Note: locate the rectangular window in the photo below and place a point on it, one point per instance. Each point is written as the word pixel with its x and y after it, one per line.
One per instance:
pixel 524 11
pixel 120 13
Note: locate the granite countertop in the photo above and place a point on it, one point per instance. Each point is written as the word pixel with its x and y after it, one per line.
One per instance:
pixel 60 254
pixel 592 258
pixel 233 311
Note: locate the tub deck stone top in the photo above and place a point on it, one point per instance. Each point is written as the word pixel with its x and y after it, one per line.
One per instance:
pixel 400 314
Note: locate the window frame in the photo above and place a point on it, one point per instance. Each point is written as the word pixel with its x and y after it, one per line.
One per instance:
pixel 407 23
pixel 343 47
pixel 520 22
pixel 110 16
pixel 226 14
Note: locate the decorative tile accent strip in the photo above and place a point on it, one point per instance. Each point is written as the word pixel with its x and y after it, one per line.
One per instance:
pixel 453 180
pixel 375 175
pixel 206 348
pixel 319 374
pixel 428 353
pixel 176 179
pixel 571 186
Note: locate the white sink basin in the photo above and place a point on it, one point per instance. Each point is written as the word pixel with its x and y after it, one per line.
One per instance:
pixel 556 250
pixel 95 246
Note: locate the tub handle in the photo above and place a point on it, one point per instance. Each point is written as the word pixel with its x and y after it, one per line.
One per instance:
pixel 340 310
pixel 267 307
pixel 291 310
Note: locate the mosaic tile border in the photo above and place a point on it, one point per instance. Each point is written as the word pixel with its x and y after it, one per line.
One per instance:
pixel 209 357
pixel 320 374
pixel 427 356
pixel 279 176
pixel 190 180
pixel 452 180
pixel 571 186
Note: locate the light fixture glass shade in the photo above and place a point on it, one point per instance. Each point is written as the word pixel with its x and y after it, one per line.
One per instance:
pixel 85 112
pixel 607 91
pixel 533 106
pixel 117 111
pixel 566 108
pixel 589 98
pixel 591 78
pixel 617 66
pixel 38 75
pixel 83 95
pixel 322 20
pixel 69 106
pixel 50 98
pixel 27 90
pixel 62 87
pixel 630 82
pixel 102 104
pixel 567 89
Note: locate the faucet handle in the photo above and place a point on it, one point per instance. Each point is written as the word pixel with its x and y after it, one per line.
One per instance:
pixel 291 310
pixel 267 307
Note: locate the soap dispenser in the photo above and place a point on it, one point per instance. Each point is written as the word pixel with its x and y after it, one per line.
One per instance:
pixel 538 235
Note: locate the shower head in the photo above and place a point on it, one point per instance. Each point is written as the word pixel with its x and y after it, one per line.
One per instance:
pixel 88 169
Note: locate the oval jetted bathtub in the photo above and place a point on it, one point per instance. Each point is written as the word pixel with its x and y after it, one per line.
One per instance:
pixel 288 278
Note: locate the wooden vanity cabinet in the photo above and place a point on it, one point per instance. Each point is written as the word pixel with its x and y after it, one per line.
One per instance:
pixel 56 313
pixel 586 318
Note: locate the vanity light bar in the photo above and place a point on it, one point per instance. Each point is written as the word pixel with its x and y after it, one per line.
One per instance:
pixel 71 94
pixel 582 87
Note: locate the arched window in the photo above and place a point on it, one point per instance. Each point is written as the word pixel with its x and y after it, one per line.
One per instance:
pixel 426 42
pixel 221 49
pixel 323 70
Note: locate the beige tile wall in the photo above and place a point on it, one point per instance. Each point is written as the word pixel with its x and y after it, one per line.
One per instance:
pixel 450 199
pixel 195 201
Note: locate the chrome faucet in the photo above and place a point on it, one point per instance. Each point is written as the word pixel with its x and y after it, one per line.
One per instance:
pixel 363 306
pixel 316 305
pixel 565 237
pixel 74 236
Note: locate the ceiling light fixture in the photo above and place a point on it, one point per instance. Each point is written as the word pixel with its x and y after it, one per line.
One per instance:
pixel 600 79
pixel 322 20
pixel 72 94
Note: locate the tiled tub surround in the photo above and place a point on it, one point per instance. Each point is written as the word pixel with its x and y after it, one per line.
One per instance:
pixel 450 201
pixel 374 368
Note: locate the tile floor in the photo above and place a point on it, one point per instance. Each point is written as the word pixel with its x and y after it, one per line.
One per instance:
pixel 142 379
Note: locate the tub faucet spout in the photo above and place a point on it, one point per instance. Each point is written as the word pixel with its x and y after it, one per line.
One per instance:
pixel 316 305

## WHAT TO WORK ON
Nothing but the complete listing, repeated exactly, belongs in the answer.

## ANSWER TO THE EXERCISE
Note: locate the rectangular window in the photo below and place a point on it, one point per instance. Each point is written as the word pixel with its x and y after it, one per line.
One per instance:
pixel 524 11
pixel 120 13
Note: locate the granite countertop in the photo above and place a point on it, one point per instance. Each point is written as the word pixel with its x and y after it, one per line.
One per instance:
pixel 60 254
pixel 592 258
pixel 233 311
Note: locate the tub deck stone top in the photo above and place a point on it, one point per instance. Each point is written as the word pixel with its x and y after it, one per line.
One per instance:
pixel 400 314
Note: locate the window frame in the photo above and place a point on it, one point per instance. Each point is written as the word pixel with its x and y after it, one per line.
One per instance:
pixel 407 23
pixel 343 47
pixel 520 22
pixel 110 16
pixel 226 14
Note: locate the decorative tile accent strip in the photo above and place a point on it, one point per instance. Each point is written as the word pixel with its x and y after it, one per line.
One per instance:
pixel 453 180
pixel 375 175
pixel 206 348
pixel 319 374
pixel 428 353
pixel 176 179
pixel 571 186
Note: locate the white sink basin in the photo above and place a point on it, one point per instance. Each point is written as the word pixel with its x and y after it, one per line.
One per instance:
pixel 556 250
pixel 95 246
Note: locate the tub handle in the photo above and place a point on it, one point per instance. Each point is written as the word pixel with its x and y after it, one per line.
One per instance:
pixel 340 310
pixel 267 307
pixel 291 310
Note: locate the mosaic tile border in the photo above and place a point on it, one point per instance. Each point is written as the word pixel with its x and y after it, one per line.
One per instance:
pixel 209 357
pixel 320 374
pixel 427 356
pixel 279 176
pixel 190 180
pixel 452 180
pixel 571 186
Note: locate the light fixture glass shade in the photo above and place a point on it, one point per instance. Each point is written as the word pixel with its x and y after it, one per line.
One per instance:
pixel 85 112
pixel 607 91
pixel 533 106
pixel 117 111
pixel 566 108
pixel 589 98
pixel 591 78
pixel 617 66
pixel 38 75
pixel 83 95
pixel 322 20
pixel 69 106
pixel 50 98
pixel 27 90
pixel 62 87
pixel 630 82
pixel 102 104
pixel 567 89
Note: locate the faucet handle in the photo above and place a point on it, one point per instance. Each point is written as the word pixel with its x and y after it, one per line.
One per instance:
pixel 291 310
pixel 267 307
Note: locate the soap dispenser in the photo above and place a point on it, one point per instance. Each point is written as the word pixel with its x and y after it, one per line.
One per instance:
pixel 538 235
Note: locate the shower head in the photo above and place a point on it, one point per instance. Each point is written as the word pixel with its x and y after it, one per line.
One per instance:
pixel 88 169
Note: locate the oval jetted bathtub in the photo above and place a point on it, one point per instance. Each point is written as the word pixel with its x and y after it, one per line.
One per instance:
pixel 288 278
Note: locate the wooden vanity cabinet in the photo above and place a point on it, one point per instance. Each point is written as the word pixel with its x and y after it, one per line.
One per instance:
pixel 56 313
pixel 586 318
Note: locate the vanity light bar in the photo above and place a point on it, one point per instance. Each point is written as the word pixel with its x and y after it, one per line.
One per instance:
pixel 71 94
pixel 582 87
Note: locate the arched window in the photo above and place a point on it, one point per instance. Each point is written as the word pixel with its x and y after it, one per line.
One per instance:
pixel 426 42
pixel 221 49
pixel 323 70
Note: locate the beige tile wall in the photo above and place a point on it, one point per instance. Each point is written as the word pixel with its x and y after it, one per line.
One per instance:
pixel 450 199
pixel 195 201
Note: locate the chrome faucet in the photo above and place a point on it, one point per instance. Each point is written as the word pixel with its x and y after it, one per line.
One per instance:
pixel 363 306
pixel 316 305
pixel 565 237
pixel 74 236
Note: locate the ceiling light fixture in the photo above and place a point on it, one point per instance. Each point is written as the word pixel with its x and y after it, one per line.
One per instance:
pixel 600 79
pixel 322 20
pixel 72 94
Note: locate the tiled tub surround in the photo above and place a point on it, one point per instance. Each point is written as the word pixel with its x and y after it, one per line.
One per instance:
pixel 450 201
pixel 374 368
Note: locate the tile floor in the photo above and place a point on it, one point per instance. Each point is written as the word pixel with its x and y after it, one per line.
One per instance:
pixel 142 379
Note: locate the tub faucet spout in the photo above and place a point on it, one point per instance. Each point is written as the word pixel with its x and y after it, one per line.
One per instance:
pixel 316 305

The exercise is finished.